_DESCRIPTION OF THE TASK_
From the entries below, copy out all lines holding "green".
+++
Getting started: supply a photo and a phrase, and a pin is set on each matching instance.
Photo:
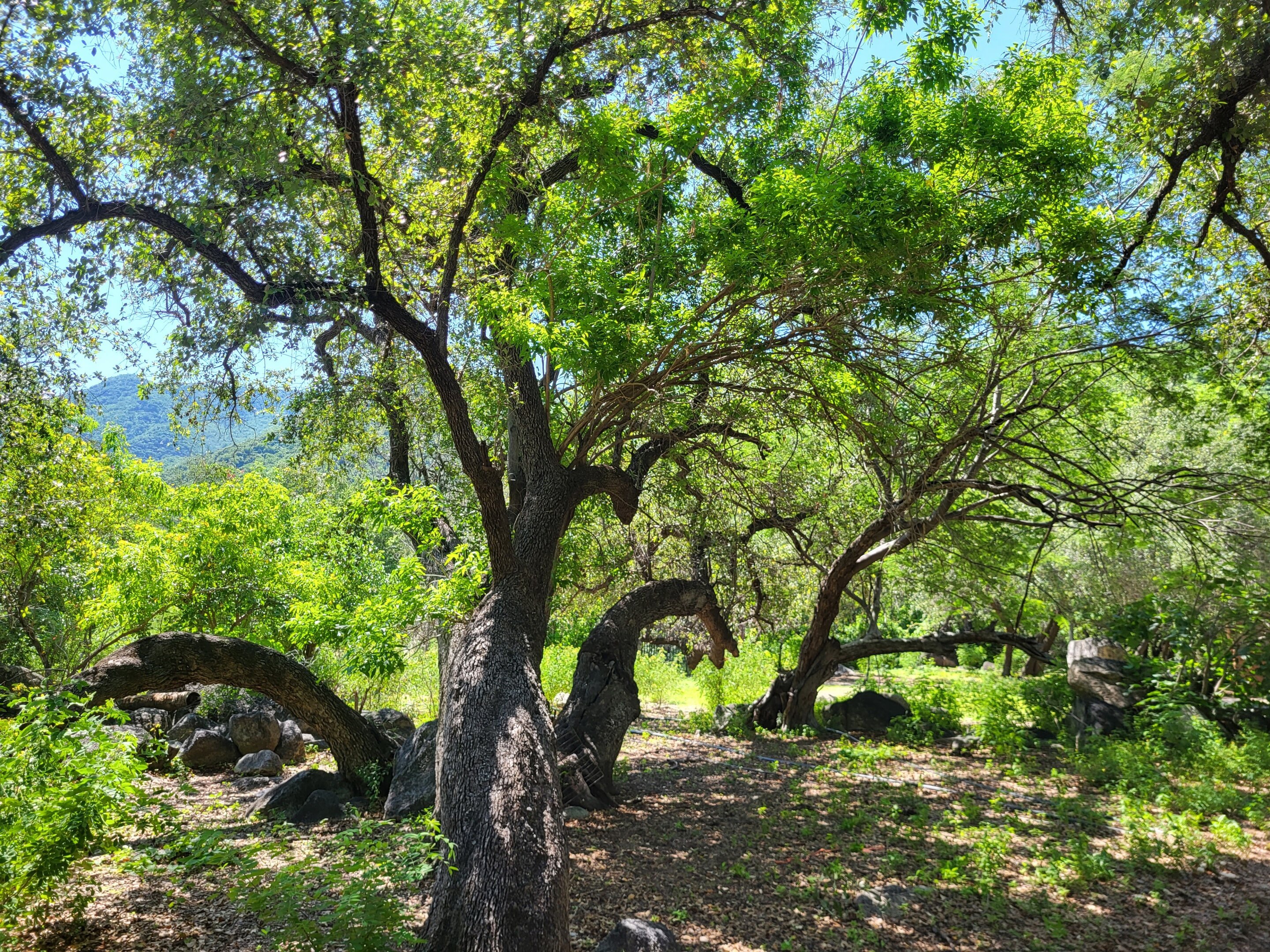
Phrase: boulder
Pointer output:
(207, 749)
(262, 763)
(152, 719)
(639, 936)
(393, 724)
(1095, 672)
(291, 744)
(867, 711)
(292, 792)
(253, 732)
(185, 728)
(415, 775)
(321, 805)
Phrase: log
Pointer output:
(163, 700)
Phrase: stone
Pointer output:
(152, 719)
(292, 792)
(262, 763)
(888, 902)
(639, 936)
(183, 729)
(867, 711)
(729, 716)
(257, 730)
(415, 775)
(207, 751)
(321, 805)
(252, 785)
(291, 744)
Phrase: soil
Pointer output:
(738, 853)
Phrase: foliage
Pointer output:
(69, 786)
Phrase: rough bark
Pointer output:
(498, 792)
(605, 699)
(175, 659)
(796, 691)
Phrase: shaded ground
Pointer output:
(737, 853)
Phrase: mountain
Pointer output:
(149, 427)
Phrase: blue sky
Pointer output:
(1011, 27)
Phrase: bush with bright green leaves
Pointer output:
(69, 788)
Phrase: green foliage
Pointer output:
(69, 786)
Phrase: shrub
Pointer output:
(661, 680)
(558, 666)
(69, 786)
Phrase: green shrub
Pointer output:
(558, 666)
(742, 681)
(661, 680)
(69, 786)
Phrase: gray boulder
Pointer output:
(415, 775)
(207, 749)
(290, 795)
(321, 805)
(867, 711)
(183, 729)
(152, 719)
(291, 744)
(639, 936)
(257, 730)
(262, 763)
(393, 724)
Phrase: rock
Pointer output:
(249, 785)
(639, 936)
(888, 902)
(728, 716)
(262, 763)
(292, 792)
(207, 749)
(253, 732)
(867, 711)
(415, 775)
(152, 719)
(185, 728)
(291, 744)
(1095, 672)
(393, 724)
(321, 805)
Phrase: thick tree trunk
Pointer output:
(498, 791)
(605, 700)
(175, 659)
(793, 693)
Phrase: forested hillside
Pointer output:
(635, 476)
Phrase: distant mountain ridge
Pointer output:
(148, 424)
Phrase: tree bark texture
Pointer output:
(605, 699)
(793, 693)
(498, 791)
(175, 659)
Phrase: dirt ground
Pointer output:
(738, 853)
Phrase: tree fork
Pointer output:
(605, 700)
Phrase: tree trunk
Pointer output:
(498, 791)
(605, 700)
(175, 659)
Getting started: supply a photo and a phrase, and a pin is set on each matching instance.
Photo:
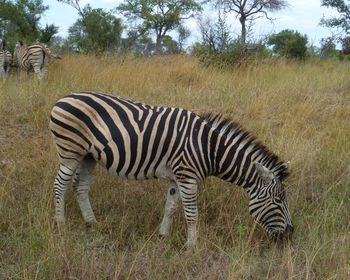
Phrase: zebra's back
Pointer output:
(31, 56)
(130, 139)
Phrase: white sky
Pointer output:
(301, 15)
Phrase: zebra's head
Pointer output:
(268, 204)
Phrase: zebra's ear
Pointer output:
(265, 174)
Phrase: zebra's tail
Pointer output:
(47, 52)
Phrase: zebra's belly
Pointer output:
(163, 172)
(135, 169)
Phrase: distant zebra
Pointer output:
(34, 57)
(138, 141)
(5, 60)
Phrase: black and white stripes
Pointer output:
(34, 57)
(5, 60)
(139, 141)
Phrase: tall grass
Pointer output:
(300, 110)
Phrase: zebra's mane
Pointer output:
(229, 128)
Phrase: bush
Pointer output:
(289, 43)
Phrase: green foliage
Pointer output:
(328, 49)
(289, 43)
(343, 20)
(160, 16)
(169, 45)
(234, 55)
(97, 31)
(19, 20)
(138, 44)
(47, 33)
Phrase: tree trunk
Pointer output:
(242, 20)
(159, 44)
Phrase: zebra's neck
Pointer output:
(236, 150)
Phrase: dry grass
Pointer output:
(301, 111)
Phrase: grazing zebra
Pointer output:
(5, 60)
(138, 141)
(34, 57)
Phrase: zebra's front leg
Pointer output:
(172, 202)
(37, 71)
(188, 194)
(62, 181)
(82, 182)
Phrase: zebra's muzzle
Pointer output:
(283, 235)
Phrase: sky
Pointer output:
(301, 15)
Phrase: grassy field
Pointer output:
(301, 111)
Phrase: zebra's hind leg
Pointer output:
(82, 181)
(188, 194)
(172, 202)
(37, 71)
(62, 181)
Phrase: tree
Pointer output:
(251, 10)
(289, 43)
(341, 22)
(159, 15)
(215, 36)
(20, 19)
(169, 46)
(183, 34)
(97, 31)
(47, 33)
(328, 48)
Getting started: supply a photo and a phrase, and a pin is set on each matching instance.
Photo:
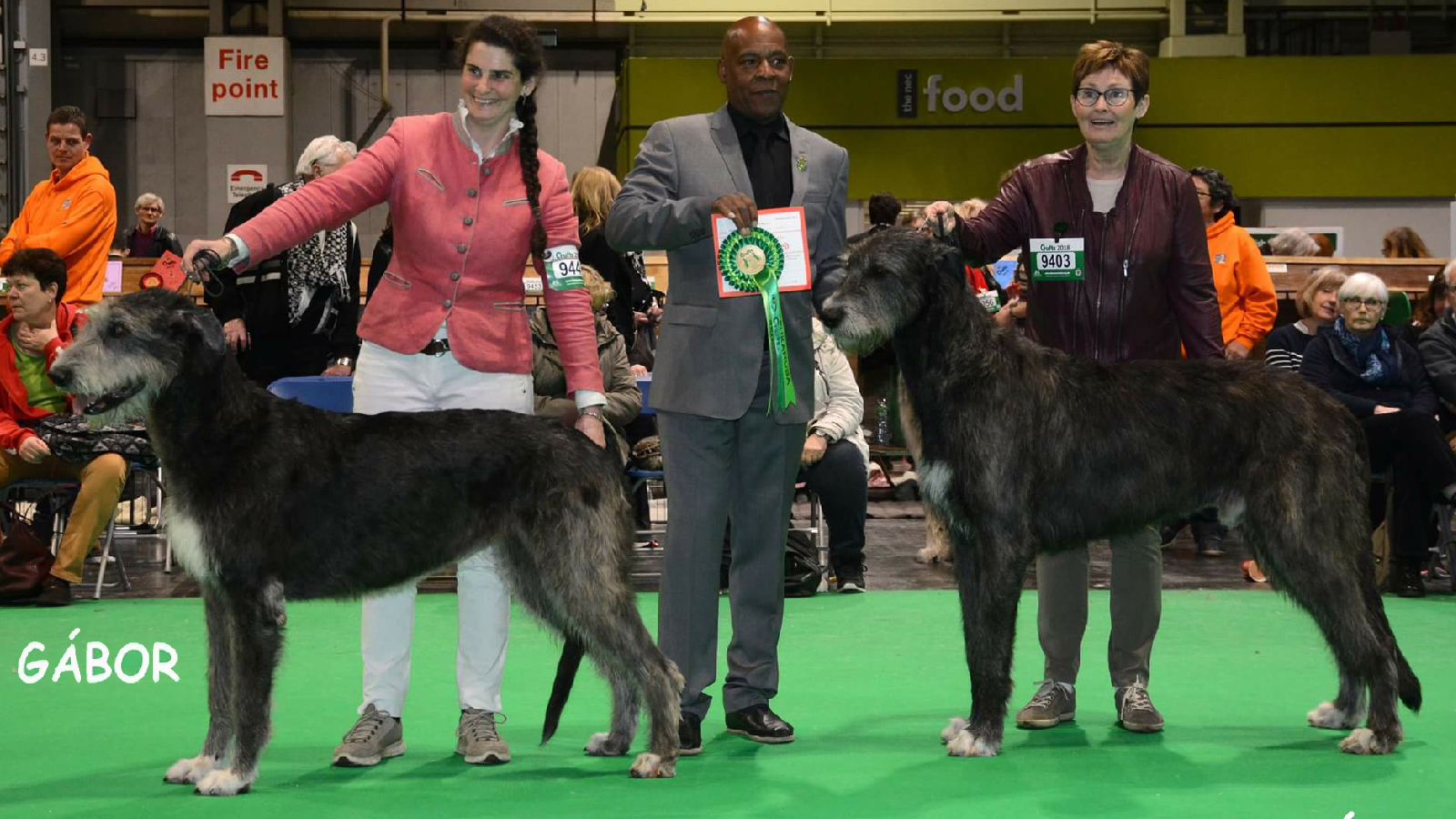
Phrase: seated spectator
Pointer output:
+++
_TASK SOLUTION_
Phrase: bush with bright green leaves
Phrase: green foliage
Phrase: green shrub
Phrase: green foliage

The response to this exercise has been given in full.